→ **Extract**:
Keywords:
Breast, Computer applications, Mammography, Neural networks, Computer Applications-Detection, diagnosis, Efficacy studies
Authors:
E. F. Conant1, S. Periaswamy2, S. Fotin2, J. Go2, J. Pike2, J. boatsman3, J. Hoffmeister2; 1Philadelphia, PA/US, 2Nashua, NH/US, 3San Antonio, TX/US
DOI:
10.26044/ecr2019/C-1648
Methods and materials
A multi-reader,
multi-case (MRMC) study was retrospectively conducted with 24 radiologists and 260 cases with DBT exams. All cases were read by each radiologist both with and without the AI system,
with at least 4 weeks between readings of the same with and without AI.
The 260 cases included 65 biopsy-proven cancer cases with 66 malignant lesions,
65 benign cases with biopsy-proven benign lesions,
21 cases with lesions shown not to warrant biopsy based on additional imaging and 109 BI-RADS 1 or 2 cases without any suspicious lesions.

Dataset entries

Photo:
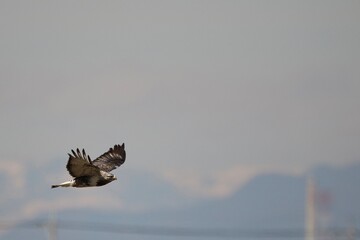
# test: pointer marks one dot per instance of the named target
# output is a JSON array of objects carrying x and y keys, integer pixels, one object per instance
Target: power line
[{"x": 173, "y": 231}]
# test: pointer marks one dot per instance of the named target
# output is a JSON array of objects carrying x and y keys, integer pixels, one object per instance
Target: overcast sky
[{"x": 195, "y": 89}]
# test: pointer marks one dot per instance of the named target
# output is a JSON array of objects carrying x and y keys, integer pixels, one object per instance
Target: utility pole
[{"x": 310, "y": 210}]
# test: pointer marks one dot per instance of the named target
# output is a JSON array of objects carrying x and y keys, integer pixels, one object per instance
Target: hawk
[{"x": 95, "y": 173}]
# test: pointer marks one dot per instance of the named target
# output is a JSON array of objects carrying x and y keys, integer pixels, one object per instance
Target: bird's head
[{"x": 110, "y": 177}]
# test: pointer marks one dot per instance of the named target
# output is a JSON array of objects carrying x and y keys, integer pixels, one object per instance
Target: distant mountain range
[{"x": 269, "y": 201}]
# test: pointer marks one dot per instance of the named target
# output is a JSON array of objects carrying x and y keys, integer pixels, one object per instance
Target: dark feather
[
  {"x": 111, "y": 159},
  {"x": 79, "y": 165}
]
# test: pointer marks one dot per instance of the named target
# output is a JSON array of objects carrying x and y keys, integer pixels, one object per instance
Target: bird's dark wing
[
  {"x": 111, "y": 159},
  {"x": 79, "y": 165}
]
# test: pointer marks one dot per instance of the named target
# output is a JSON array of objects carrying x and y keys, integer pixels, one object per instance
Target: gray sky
[{"x": 201, "y": 89}]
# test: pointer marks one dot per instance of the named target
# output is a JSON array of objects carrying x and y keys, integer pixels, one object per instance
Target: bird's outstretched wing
[
  {"x": 79, "y": 165},
  {"x": 111, "y": 159}
]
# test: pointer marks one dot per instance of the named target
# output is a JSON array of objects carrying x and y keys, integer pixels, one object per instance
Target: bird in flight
[{"x": 95, "y": 173}]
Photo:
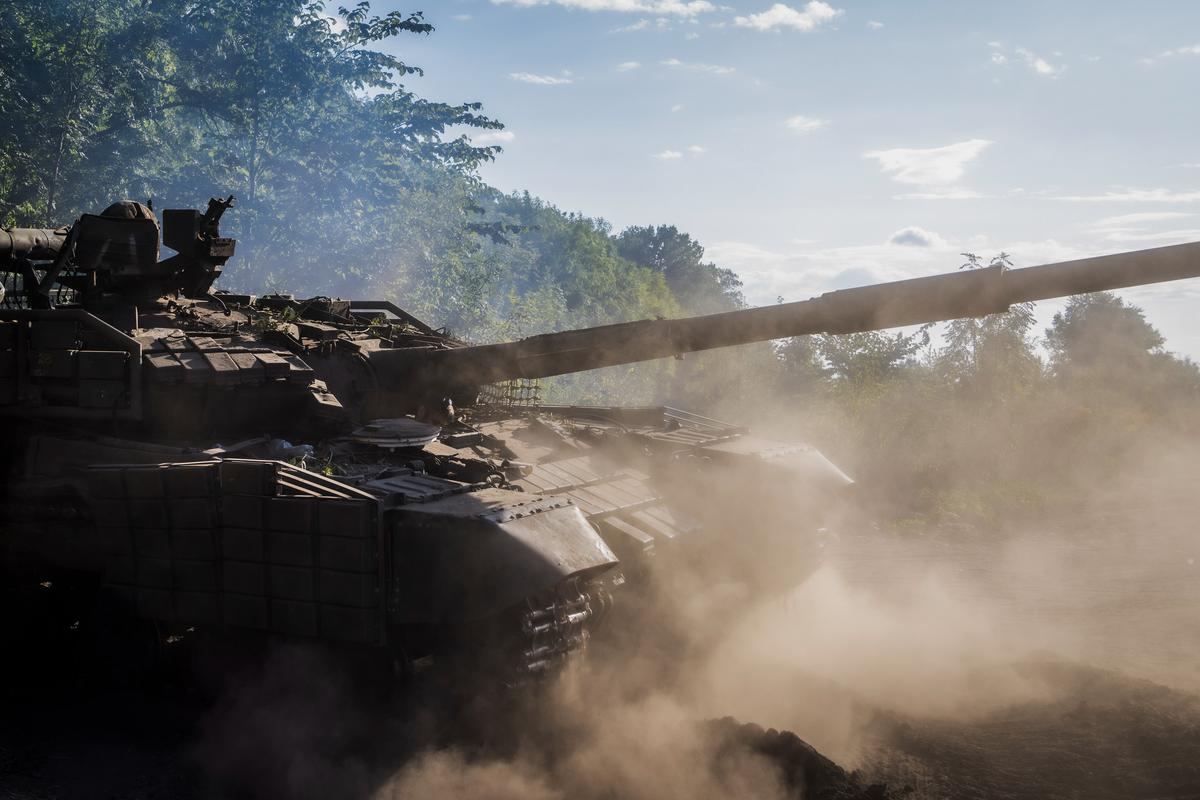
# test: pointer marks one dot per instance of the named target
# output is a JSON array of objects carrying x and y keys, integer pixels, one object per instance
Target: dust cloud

→ **Task 1**:
Answer from the DBT study extract:
(a) How many radiologists took part in the study?
(b) What was the minimum time between readings of the same case with and without AI?
(c) How many malignant lesions did the biopsy-proven cancer cases contain?
→ **Task 2**: In the DBT study extract, what is the text between "The 260 cases" and "any suspicious lesions.", inclusive? Print it.

→ **Solution 1**:
(a) 24
(b) At least 4 weeks
(c) 66

→ **Solution 2**:
The 260 cases included 65 biopsy-proven cancer cases with 66 malignant lesions,
65 benign cases with biopsy-proven benign lesions,
21 cases with lesions shown not to warrant biopsy based on additional imaging and 109 BI-RADS 1 or 2 cases without any suspicious lesions.